- 本文抜粋 -
########################################
CASE #1 -東急スポーツオアシスは、「OASIS LINK(オアシスリンク)」と「WEBGYM (ウェブジム)」で 自宅を“オアシス”に

CASE #2 -フィットネス&スパ マグレブは、「マイウェルネスクラウド」で初期定着を促進

CASE #3 -東急スポーツシステムは、「からだステーション」でクラブを健康づくりのハブに

CASE #4 -エイムは、「タニタ健康プログラム」で地域の人にフィットネスをマーケティング

CASE #5 -プライムフィットネス&スパは、「プロジェクションワークアウト」でスタジオで“暗闇フィットネス”を実現

【マイクロジム】

CASE #6 -FiNCプライベートジムでは、「FiNCアプリ」で行動変容を実現して「成果とステキづくり」を提供

CASE #7 -SAWAKI GYM 澤木一貴トレーナーは、「Fizit」で時間と空間の壁を超えて、 パーソナルトレーニングの価値を提供

CASE #8 -3D Body Labは、「3D Body Pocket」でトレーニングによる姿勢改善効果を可視化

 ※特集内容はインストラクター・トレーナーのキャリアマガジン誌「月刊NEXT2月号」でもご覧いただけます。

CASE #1 東急スポーツオアシス

OASIS LINKとは?

「OASIS LINK(オアシスリンク)」は、フィットネスクラブの会員動向をデータ化して運営に活かすことで、顧客維持や業務効率化をサポートするべくNTTドコモが開発した「Fit Link」をベースにして、東急スポーツオアシス専用に開発したシステムとアプリ。

クラブメンバーが携帯するスマホに内蔵されているセンサーが取得する日常の活動量データを、1日単位で自動的にクラウドに吸い上げる。クラブでは、来館時のチェックインデータ、体組成測定データ、有酸素マシンの運動量データ、スタジオの参加履歴と活動量データが専用端末で記録され、自動的にクラウドに蓄積されていく。

メンバーの日常の活動量と、クラブの利用データは、個別のアカウントに統合されて、メンバーは、いつでもどこでもアプリで運動履歴と目標に対する進捗が確認できる。

【OASIS LINK サービスイメージ動画】

https://youtu.be/60ts4cFb-To


WEBGYMとは?

「WEBGYM (ウェブジム)」は、「いつでも、どこもでもオアシスを使える」をコンセプトに2015年にオープンした動画配信サービス。24時間オンラインフィットネスクラブとして、オアシスメンバーも、一般生活者も無料で利用できる。400種類以上のトレーニングやレッスンが選べる。
########################################
上に示したフィットネスクラブのデジタルサービス事例の文章を、最後の文の後から書き継ぎなさい。
########################################
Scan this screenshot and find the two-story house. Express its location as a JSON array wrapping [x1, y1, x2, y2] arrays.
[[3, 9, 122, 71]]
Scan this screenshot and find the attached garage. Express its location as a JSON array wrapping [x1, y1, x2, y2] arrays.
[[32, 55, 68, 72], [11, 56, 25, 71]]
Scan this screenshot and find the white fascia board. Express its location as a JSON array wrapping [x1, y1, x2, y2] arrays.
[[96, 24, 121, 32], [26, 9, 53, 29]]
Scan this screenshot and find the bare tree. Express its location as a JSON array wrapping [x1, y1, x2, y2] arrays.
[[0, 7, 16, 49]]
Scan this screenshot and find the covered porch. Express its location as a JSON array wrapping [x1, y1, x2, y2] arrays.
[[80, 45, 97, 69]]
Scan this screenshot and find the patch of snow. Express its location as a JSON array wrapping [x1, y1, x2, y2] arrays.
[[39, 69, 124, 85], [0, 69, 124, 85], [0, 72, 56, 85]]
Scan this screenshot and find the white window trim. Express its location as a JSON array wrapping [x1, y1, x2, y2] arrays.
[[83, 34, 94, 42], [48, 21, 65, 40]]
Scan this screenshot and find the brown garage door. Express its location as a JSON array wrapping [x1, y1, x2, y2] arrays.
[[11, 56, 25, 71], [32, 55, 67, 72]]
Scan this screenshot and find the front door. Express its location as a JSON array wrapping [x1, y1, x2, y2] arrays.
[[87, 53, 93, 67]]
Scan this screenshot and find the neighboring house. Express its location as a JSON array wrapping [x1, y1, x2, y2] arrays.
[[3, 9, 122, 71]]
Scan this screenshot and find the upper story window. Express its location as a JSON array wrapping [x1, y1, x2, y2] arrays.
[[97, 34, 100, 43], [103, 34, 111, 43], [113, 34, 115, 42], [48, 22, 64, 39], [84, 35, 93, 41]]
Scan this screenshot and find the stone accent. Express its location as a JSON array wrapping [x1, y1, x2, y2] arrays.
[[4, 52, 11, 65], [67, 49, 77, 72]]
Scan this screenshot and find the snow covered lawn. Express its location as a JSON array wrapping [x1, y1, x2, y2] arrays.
########################################
- 演習結果 -
「GYM」の2時間も、「LIFE」の6日22時間も、目標達成をアプリがサポート

東急スポーツオアシスでは、2015年4月にもりのみやキューズモール店で「オアシスリンク」を導入。2017年7月に全店導入を計画している。無料アプリをダウンロードすれば、いつでも利用開始が可能で、現在はオアシスメンバー向けのサービスとして位置づけている。

メンバーは、オアシス来館時のチェックインで館内用ウェアラブルを端末にかざすと、個人アカウントとのデータの紐付けができ、館内での利用履歴がクラウド上の個人アカウントに自動的に集積されていく。日常のスマホから取得された活動履歴データと、館内での活動履歴データは統合されて、アプリ上でいつでも閲覧できる。

オアシスで特に力を入れているのが、メンバーの目標を形式知化することで、目標達成をサポートすること。これまでも、カウンセリングでは「フィットネスモチベーター」の資格を持つトレーナーが、メンバーの目的に対する動機を「動因」としてヒアリングし、それに応じた運動メニューやプログラムを提案してきた。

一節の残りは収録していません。